Sensor Platforms and Modules
The sensors form the workhorses of the Cisco Secure IDS. They constantly monitor network traffic looking for potential attacks. Each sensor checks network traffic looking for a match against one of the attack signatures in its signature database.
Each sensor utilizes two network interfaces. One of these two interfaces monitors network traffic; the other is a command and control interface. All communication with the Director platform occurs over the command and control interface. For further information on basic sensor configuration, refer to Chapter 11, "Sensor Configuration Within CSPM."
When network data triggers a signature, the sensor logs the event and sends an alarm notification to the Director platform. Besides notifying the Director platform, the sensor also has several response options. If the attacker is using a TCP connection, the sensor can send a TCP reset to the connection. To completely shut the attacker off from the network, the sensor can block the attacker's IP address by dynamically updating an ACL on a managed Cisco IOS router (IP blocking). The sensor also can log the IP session that triggered the signature. A final response is for an operator to manually block the host or network that generated the alarms. This manual action takes place on the Director platform.

☆ ☆ ☆ ☆

* _Challenge_
Can you copy everything in the passage on sensor platforms and modules from "Sensor Platforms and" down to "its signature database.", word for word?

☆ ☆ ☆ ☆

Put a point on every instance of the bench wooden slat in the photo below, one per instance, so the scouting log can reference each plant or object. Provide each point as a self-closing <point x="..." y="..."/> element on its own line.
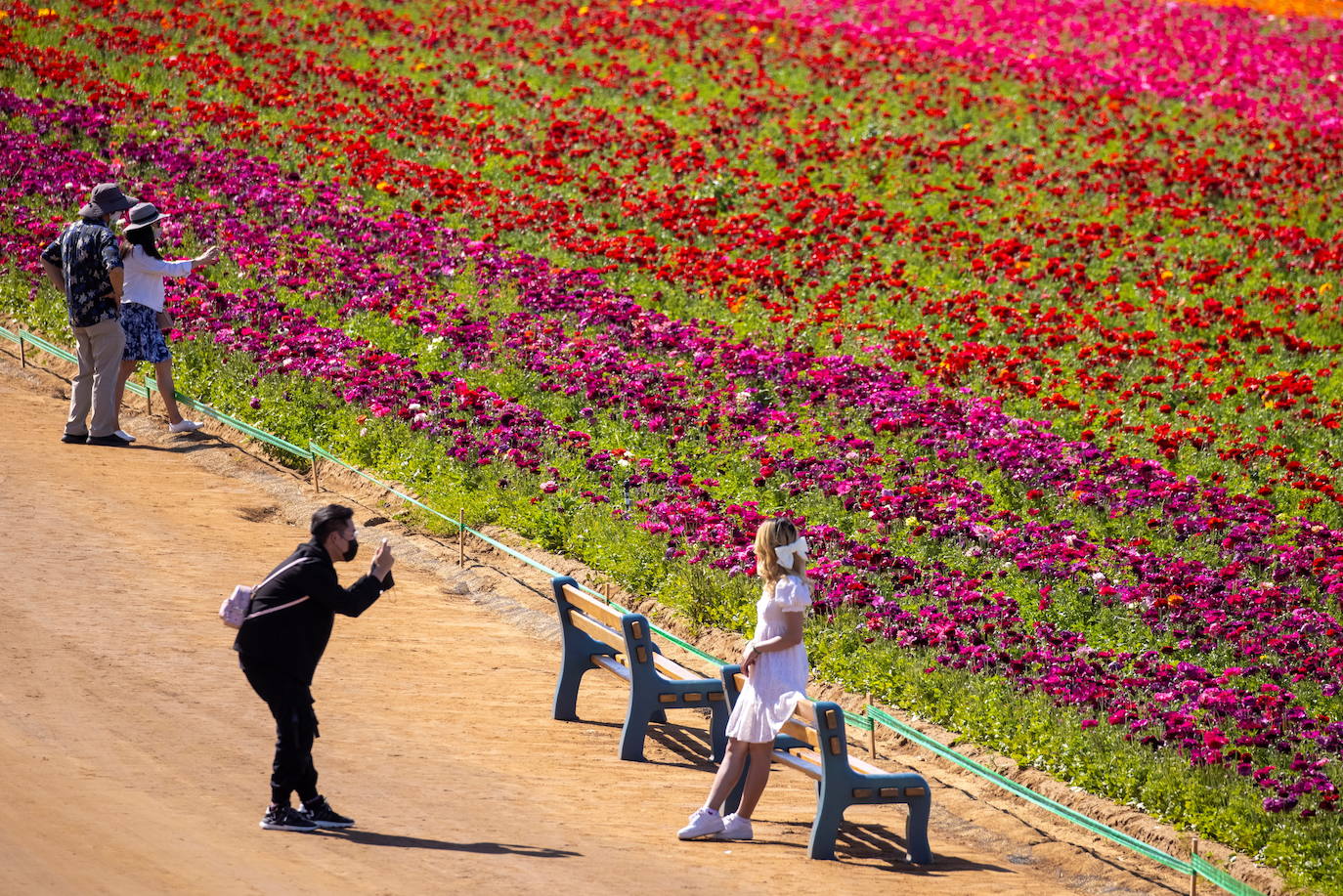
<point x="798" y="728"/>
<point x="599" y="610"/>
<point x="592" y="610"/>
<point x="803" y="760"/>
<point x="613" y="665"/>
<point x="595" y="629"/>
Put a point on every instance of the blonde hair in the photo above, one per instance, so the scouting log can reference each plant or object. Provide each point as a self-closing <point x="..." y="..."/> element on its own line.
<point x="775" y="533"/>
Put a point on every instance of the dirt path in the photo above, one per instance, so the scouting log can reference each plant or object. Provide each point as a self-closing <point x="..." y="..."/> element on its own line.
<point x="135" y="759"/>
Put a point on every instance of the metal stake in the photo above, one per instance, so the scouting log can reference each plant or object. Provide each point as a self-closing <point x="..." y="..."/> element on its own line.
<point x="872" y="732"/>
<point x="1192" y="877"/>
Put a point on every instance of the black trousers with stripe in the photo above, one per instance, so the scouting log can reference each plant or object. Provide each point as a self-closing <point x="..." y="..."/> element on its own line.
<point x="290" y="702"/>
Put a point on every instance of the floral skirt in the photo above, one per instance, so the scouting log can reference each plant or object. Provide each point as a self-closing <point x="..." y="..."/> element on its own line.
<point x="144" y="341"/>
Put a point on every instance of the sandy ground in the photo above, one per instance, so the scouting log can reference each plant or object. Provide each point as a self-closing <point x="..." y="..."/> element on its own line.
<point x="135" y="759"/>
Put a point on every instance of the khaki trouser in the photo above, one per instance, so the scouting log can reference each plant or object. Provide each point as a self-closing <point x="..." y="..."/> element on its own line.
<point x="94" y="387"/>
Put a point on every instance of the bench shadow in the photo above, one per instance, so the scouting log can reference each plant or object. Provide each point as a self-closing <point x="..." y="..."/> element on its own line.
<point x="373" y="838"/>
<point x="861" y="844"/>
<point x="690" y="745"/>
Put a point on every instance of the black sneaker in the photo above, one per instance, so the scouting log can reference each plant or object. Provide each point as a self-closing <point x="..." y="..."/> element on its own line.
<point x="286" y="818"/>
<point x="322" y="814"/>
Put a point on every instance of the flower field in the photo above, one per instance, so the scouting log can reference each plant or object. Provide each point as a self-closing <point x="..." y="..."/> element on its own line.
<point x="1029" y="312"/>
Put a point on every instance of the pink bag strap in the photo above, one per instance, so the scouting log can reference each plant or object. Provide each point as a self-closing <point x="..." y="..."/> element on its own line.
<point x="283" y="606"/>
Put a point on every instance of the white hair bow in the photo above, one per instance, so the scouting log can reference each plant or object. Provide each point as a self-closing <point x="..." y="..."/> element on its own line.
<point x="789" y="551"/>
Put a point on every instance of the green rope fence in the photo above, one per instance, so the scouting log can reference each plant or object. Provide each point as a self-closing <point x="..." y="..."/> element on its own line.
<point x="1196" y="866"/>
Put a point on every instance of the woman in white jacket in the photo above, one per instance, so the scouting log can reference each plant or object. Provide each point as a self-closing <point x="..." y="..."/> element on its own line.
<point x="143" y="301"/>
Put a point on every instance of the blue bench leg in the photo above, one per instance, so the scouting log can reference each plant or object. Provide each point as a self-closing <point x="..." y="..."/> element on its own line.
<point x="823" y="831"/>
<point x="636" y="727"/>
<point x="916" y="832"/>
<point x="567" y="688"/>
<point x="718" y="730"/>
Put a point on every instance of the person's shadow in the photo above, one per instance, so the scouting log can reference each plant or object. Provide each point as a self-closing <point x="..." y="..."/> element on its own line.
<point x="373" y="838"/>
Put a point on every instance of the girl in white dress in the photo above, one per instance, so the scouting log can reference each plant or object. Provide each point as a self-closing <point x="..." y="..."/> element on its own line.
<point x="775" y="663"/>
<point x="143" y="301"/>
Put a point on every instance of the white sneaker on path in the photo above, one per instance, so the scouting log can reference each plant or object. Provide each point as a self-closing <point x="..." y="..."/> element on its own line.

☆ ☆ ☆ ☆

* _Result for this exercise_
Sensor Platforms and Modules
The sensors form the workhorses of the Cisco Secure IDS. They constantly monitor network traffic looking for potential attacks. Each sensor checks network traffic looking for a match against one of the attack signatures in its signature database.